=== TEXT SEGMENT ===

Here's my logic. Like mark49152 said, "lubing will reduce friction and making breaking in less effective." So, break it in before lubricating. As for sanding first, breaking it in will smooth the plastic somewhat. You want to smooth the rough/recently sanded areas. I don't think that lubricating rough/recently sanded pieces, then using the cube, will allow them to get much smoother.

So, sand the cube then break it in through repeated solves. Then lubricate it later.

By the way, I think that you should clean the cube out before lubricating it.


----------



## mark49152 (Jan 6, 2013)

Kattenvriendin said:


> If you break it in first and then start sanding you could have done the breaking in much faster by the sanding.



I guess it depends what you mean by breaking in and what you want to achieve by modding. What I want to achieve is to make the cube smoother and quieter and perhaps reduce lock-ups and glitches, but generally I'm pretty conservative and only want to remove the minimum amount of material necessary so as to not make the cube unstable. By "breaking in", I mean an hour or two of random scrambling while watching TV, to loosen up a new cube and give it a little wear. Then when you take it apart you can see where the pieces have been scraping, or which burrs have been catching, or where the cube dust is starting to accumulate, etc., and you can see where best to sand to smooth things off.

=== INFORMATION PROVIDED ===

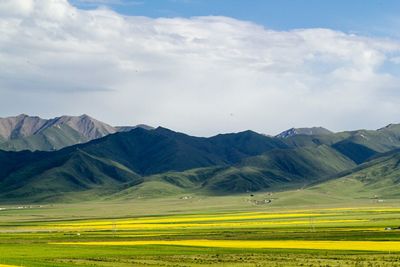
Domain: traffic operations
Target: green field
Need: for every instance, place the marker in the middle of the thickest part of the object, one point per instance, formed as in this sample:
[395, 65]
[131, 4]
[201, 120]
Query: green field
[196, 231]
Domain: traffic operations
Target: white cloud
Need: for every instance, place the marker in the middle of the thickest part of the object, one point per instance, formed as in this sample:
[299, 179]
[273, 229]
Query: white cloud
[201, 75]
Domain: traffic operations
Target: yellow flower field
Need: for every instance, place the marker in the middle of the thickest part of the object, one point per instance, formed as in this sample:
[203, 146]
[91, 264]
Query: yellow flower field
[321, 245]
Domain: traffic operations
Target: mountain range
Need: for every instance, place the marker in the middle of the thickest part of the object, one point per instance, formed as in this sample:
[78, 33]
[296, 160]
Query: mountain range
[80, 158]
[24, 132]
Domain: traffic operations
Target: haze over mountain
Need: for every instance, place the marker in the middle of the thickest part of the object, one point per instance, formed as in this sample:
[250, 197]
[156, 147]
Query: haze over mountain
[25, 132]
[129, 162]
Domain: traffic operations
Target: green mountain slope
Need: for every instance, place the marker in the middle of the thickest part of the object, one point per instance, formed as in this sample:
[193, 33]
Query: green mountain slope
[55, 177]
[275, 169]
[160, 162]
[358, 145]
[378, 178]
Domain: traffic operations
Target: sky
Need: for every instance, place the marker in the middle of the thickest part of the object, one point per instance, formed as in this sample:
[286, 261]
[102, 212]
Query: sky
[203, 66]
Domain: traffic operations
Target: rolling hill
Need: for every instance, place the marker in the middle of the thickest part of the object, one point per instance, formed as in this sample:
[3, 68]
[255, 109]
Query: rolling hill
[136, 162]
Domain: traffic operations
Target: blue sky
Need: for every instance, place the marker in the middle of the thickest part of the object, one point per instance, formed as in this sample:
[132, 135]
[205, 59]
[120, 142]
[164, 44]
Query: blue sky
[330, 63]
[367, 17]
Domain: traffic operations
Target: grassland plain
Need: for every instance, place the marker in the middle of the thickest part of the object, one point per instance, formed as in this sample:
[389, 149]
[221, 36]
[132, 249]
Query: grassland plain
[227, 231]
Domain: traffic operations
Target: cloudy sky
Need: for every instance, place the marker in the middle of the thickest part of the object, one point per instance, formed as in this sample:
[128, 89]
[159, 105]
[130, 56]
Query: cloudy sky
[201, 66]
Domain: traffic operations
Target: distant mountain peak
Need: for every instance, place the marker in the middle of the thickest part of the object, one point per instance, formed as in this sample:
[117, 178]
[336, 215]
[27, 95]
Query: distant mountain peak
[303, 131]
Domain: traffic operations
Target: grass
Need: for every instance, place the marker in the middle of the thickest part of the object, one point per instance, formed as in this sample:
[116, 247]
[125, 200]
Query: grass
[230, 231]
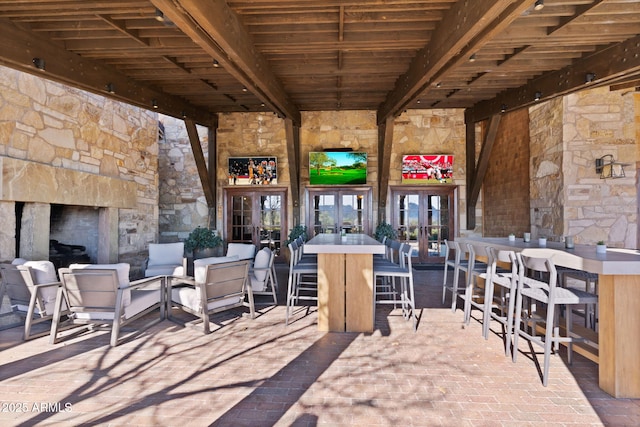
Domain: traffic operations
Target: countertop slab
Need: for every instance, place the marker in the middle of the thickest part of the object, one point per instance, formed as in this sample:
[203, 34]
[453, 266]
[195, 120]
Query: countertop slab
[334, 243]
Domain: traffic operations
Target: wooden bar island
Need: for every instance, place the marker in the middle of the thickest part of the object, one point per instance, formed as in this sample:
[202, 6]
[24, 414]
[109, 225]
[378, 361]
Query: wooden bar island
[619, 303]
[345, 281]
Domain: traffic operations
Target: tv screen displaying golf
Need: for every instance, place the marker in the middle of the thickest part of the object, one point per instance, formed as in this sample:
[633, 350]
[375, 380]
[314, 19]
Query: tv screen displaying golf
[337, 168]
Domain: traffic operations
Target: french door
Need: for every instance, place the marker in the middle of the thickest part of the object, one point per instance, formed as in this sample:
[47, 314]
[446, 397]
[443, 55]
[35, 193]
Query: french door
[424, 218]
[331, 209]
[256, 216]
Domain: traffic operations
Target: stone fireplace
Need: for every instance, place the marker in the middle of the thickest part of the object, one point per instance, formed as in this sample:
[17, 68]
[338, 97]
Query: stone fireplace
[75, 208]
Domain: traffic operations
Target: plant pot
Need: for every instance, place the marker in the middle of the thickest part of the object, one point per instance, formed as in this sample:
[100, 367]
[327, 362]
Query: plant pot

===

• _WRITTEN PROBLEM_
Repeat the forum thread from "So, sand the" to "(Jan 6, 2013)", putting "puzzle" in place of each "cube".

• _TASK SOLUTION_
So, sand the puzzle then break it in through repeated solves. Then lubricate it later.

By the way, I think that you should clean the puzzle out before lubricating it.


----------



## mark49152 (Jan 6, 2013)